▶ **読む文章**:
========================================

More than 5 years have passed since last update.

Edge TPU Accelaratorの動作を少しでも高速化したかったのでダメ元でMobileNetv2-SSDLite(Pascal VOC)の.tfliteを生成してTPUモデルへコンパイルしようとした_その１

Last updated at 2019-03-24Posted at 2019-03-21

Tensorflow-bin　

TPU-MobilenetSSD　

１．Introduction

.tfliteの生成までは成功しましたが、最終手順で失敗しました。
2019.03.22追記　手順が間違っていたようなので、後日別記事で訂正します。参考情報はコチラ

最後の最後のTPUモデルへのコンパイル処理でエラー Uncaught application failure になります。
Coral側のコンパイラ が未処理例外を発生させて異常終了してしまうようです。

途中まではつまづくことなく順調に進められたのですが。。。残念です。。。
初期サポートモデル以外への対応は「Coming Soon!!」となっていますので当然かもしれませんね。

今回はCOCOからVOCへ転移学習をしてみました。
くやしいので、「Coming Soon!!」が外れたら改めて今回生成したモデルを使用して検証してみたいと思います。

========================================

▶ **手元のデータ**:
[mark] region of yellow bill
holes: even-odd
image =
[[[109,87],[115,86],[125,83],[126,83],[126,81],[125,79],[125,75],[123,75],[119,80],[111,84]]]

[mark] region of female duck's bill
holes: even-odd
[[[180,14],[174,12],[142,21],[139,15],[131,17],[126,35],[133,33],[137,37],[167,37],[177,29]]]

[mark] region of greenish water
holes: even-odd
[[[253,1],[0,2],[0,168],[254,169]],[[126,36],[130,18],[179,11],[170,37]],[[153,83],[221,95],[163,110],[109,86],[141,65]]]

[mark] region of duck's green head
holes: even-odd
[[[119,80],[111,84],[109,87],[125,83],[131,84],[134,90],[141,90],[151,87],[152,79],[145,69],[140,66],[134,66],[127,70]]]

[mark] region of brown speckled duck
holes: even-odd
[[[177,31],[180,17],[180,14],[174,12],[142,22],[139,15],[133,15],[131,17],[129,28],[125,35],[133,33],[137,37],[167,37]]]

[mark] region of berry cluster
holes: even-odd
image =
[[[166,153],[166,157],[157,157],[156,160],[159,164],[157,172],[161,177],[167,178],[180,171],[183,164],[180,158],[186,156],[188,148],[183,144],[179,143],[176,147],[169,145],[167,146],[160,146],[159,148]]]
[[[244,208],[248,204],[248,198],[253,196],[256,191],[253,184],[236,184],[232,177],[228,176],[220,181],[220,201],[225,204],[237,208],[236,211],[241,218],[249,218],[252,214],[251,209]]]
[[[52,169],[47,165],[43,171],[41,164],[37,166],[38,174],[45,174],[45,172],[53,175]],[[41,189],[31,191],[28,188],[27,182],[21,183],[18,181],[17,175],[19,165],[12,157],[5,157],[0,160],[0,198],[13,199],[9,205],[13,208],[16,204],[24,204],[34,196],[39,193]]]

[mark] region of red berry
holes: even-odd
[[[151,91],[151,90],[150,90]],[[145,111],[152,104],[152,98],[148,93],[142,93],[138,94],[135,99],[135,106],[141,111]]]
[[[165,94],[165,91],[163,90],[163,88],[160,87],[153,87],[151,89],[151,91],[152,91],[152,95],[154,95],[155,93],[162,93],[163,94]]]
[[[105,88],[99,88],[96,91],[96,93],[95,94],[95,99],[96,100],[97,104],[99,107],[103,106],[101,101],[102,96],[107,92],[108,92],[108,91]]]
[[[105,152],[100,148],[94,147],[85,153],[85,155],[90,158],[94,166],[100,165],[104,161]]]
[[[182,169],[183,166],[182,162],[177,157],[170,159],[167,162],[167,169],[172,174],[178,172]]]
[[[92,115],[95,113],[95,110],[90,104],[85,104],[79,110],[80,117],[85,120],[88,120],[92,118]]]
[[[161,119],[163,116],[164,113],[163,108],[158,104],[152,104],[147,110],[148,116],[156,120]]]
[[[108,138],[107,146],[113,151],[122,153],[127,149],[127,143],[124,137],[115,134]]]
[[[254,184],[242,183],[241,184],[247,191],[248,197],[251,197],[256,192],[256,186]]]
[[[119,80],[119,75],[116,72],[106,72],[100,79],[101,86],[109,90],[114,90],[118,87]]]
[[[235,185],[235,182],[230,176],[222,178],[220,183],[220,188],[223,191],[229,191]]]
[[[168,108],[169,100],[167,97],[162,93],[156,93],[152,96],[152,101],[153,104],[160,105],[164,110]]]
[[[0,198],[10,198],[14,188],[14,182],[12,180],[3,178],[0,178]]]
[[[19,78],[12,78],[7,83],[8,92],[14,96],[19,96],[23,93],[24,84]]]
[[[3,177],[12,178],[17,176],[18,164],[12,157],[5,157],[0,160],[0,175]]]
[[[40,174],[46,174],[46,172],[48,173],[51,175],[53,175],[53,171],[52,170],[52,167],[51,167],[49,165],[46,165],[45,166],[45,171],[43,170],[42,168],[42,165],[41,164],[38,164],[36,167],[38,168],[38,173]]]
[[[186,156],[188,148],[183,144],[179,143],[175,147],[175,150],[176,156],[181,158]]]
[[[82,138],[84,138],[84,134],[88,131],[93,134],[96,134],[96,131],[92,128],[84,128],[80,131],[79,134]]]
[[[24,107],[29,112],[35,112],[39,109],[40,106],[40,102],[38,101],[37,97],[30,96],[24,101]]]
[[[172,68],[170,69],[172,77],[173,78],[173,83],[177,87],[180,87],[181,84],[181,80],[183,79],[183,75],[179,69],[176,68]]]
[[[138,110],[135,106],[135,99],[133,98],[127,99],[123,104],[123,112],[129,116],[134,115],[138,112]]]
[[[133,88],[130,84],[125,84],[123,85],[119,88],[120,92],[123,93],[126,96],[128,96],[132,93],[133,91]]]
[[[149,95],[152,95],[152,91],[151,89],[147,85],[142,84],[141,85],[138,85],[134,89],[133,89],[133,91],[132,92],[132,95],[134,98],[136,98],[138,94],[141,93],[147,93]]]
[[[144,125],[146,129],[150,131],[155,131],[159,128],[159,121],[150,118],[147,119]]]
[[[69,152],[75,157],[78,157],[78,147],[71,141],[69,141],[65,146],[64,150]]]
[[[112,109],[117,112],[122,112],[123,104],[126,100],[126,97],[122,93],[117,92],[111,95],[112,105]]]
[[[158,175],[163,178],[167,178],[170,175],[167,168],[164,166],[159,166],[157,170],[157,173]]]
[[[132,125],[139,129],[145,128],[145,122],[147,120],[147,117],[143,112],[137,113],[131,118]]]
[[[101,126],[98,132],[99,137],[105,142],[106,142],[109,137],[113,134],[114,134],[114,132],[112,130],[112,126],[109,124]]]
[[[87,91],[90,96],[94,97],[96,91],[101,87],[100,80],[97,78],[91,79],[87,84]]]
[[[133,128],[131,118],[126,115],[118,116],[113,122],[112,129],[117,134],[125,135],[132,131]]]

========================================

▶ **やること 1**:
データの中から「bill」という文字列を含む行をすべて抜き出して集めてください。大文字と小文字は区別します。
▶ **やること 2**:
Edge TPUでのモデル変換を試した記事の最後の文の後に続く文章を書いてください。

▶ **答え 1**:
[mark] region of yellow bill
[mark] region of female duck's bill

▶ **答え 2**:
とりあえずは、 RaspberryPi3版高速化チューニング済み Tensorflow Lite でチマチマ遊んでおきます。
NCSDKのときの悪夢がよみがえりますが、全く潰しの効かないフレームワークにならないことだけを祈ります。

２．Environment

Ubuntu 16.04 x86_64
Corei7 Gen8
Geforce GTX 1070
Tensorflow-GPU v1.12.0
CUDA 9.0
cuDNN 7
Pascal VOC 2012 Dataset
Netron 2.8.1

３．Procedure

$ sudo apt-get install protobuf-compiler python-pil python-lxml python-tk
$ sudo -H pip3 install --user Cython
$ sudo -H pip3 install --user contextlib2
$ sudo -H pip3 install --user jupyter
$ sudo -H pip3 install --user matplotlib

$ cd ~
$ git clone https://github.com/tensorflow/models.git
$ cd models/research

Download_VOC_2012_datasets

### VOCtrainval_11-May-2012.tar <--- 1.86GB

$ curl -sc /tmp/cookie "https://drive.google.com/uc?export=download&id=1rATNHizJdVHnaJtt-hW9MOgjxoaajzdh" > /dev/null
$ CODE="$(awk '/_warning_/ {print $NF}' /tmp/cookie)"
$ curl -Lb /tmp/cookie "https://drive.google.com/uc?export=download&confirm=${CODE}&id=1rATNHizJdVHnaJtt-hW9MOgjxoaajzdh" -o VOCtrainval_11-May-2012.tar

# Extract the data.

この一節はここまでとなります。